EXCERPT TO READ ->

Figure 19. Chart. Fit diagnostics for total travel delay of light-duty vehicles.
In general, any systematic pattern in residuals indicates a violation in assumptions and systematic error (figure 19). In this model, it appears that the linearity assumption is violated because the residuals are not scattered randomly around zero and do not form a clear pattern. Also, the variance of residuals seems to have two values and that value is not constant.
It shows that accuracy of the model decreases as TDc increases. This problem is known as heteroscedasticity.
Figure 20. Chart. Plot of residuals for total travel delay of light-duty vehicles.
Figure 21. Chart. Plot of R-student residuals for total travel delay of light-duty vehicles.
Looking at the Quantile-Quantile plot (figure 21) the slope of the curve of the plotted points increases from left to right, which indicates that a theoretical distribution skewed to the right, such as a log-normal distribution, might better fit the data. In addition, the mild curve indicates a small shape parameter for the chosen distribution (i.e. σ for log-normal). Cook’s Distance (figure 23) shows outlier points, as all data points are not within a distance of two units of residual of the zero line. However, since the data result from designed experiments, we cannot eliminate the outliers with this method.
Figure 22. Chart. Quantile-Quantile plot for total travel delay of light-duty vehicles.
Figure 23. Chart. Outlier and leverage diagnostics for total travel delay of light-duty vehicles.

Stored data entries:
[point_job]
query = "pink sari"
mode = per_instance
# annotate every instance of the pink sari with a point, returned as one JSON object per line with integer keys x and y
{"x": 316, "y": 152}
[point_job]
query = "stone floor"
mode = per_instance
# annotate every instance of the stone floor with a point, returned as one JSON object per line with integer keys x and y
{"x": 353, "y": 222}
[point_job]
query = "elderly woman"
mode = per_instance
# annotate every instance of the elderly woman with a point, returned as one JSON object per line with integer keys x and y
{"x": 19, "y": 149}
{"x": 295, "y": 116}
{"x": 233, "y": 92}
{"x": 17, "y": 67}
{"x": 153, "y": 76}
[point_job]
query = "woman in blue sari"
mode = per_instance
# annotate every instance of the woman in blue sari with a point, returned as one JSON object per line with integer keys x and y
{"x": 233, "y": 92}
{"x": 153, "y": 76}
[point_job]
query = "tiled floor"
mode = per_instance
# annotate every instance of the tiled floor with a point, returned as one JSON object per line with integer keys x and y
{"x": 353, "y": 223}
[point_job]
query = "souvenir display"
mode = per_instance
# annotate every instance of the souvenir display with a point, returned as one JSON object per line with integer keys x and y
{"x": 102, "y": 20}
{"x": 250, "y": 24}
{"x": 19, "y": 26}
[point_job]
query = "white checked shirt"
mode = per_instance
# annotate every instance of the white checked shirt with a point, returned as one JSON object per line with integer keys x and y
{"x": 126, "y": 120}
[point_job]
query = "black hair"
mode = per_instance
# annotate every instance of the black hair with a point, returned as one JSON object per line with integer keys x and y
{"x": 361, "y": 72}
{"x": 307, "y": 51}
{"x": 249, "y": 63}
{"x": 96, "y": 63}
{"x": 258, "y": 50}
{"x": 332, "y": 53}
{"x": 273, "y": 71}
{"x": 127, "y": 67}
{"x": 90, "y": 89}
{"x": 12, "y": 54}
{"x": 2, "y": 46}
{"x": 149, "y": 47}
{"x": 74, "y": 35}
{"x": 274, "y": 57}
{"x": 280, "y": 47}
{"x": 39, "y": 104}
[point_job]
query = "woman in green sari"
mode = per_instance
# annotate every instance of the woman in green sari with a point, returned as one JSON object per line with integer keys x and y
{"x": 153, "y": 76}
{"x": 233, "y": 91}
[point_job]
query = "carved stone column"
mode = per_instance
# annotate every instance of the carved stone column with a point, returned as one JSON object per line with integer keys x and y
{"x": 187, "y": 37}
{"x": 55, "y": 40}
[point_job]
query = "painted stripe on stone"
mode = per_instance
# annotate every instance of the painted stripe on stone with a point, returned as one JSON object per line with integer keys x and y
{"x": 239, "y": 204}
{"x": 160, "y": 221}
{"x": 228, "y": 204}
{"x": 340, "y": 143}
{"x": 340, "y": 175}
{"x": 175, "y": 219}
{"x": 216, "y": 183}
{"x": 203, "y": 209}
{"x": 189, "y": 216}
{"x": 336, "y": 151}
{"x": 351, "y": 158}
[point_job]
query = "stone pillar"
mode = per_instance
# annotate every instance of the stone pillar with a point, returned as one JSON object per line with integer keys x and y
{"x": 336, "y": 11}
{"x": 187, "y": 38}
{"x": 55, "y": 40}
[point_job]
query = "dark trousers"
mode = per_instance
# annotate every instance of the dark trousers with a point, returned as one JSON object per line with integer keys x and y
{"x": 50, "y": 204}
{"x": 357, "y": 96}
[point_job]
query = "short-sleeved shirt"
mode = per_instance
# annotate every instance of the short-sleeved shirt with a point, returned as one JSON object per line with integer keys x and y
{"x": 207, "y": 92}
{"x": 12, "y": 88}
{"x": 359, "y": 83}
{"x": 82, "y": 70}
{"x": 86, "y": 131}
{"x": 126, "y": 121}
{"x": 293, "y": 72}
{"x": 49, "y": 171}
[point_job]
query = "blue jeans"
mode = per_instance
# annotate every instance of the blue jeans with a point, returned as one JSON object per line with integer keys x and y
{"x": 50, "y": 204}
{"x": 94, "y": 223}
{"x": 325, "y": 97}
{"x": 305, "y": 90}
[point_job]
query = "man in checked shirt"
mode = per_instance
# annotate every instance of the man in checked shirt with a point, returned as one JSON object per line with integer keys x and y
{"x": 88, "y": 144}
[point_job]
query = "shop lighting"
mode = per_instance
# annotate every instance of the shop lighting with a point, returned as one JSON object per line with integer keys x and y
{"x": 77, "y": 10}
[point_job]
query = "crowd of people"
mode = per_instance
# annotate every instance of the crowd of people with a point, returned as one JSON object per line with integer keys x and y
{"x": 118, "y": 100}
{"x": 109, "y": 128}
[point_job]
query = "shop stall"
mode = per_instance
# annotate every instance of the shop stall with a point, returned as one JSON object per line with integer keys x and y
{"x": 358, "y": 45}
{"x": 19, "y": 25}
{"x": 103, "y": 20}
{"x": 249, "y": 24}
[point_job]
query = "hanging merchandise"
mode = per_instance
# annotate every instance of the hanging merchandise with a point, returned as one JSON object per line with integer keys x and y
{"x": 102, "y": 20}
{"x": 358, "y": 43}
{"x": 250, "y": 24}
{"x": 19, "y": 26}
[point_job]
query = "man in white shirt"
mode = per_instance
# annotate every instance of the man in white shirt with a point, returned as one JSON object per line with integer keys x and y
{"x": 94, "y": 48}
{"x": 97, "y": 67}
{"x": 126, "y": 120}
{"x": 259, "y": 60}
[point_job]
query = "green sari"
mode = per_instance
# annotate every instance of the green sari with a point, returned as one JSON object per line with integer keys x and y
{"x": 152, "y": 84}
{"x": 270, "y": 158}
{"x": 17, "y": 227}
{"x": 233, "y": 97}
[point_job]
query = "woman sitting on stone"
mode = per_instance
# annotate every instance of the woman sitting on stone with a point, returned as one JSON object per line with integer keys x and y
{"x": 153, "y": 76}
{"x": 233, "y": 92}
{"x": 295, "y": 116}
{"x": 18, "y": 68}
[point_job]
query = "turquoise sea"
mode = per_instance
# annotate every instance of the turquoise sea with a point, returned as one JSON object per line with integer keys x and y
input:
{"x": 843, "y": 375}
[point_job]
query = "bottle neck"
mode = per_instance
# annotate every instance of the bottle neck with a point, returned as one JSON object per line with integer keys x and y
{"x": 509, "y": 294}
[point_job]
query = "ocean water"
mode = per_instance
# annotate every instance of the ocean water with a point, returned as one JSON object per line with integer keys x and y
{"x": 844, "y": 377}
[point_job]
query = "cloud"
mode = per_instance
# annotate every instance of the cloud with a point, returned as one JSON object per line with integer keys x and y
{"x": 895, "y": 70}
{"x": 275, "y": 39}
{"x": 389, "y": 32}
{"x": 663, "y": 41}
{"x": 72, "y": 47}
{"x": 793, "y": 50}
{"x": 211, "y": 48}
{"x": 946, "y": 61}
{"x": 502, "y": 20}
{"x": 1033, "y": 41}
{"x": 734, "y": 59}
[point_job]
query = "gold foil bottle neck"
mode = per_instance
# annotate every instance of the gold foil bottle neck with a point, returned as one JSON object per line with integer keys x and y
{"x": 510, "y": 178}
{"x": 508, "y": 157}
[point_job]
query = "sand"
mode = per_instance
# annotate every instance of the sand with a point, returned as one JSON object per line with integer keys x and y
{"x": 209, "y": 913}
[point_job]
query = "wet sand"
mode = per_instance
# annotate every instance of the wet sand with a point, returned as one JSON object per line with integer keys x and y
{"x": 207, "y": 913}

ASSIGNED TASK 1 ->
In the travel delay excerpt:
(a) What is the problem called when the model's accuracy decreases as TDc increases?
(b) Which distribution is given as an example of one that might better fit the data?
(c) Why can't the outliers be eliminated with this method?
ASSIGNED TASK 2 -> From the travel delay excerpt, extract the passage from "Figure 19. Chart." to "known as heteroscedasticity.".
ASSIGNED TASK 3 -> How would you translate this sentence from the travel delay excerpt into Spanish: "It shows that accuracy of the model decreases as TDc increases."?

EXPECTED ANSWER 1 ->
(a) Heteroscedasticity.
(b) A log-normal distribution.
(c) Because the data result from designed experiments.

EXPECTED ANSWER 2 ->
Figure 19. Chart. Fit diagnostics for total travel delay of light-duty vehicles.
In general, any systematic pattern in residuals indicates a violation in assumptions and systematic error (figure 19). In this model, it appears that the linearity assumption is violated because the residuals are not scattered randomly around zero and do not form a clear pattern. Also, the variance of residuals seems to have two values and that value is not constant.
It shows that accuracy of the model decreases as TDc increases. This problem is known as heteroscedasticity.

EXPECTED ANSWER 3 -> Muestra que la precisión del modelo disminuye a medida que aumenta TDc.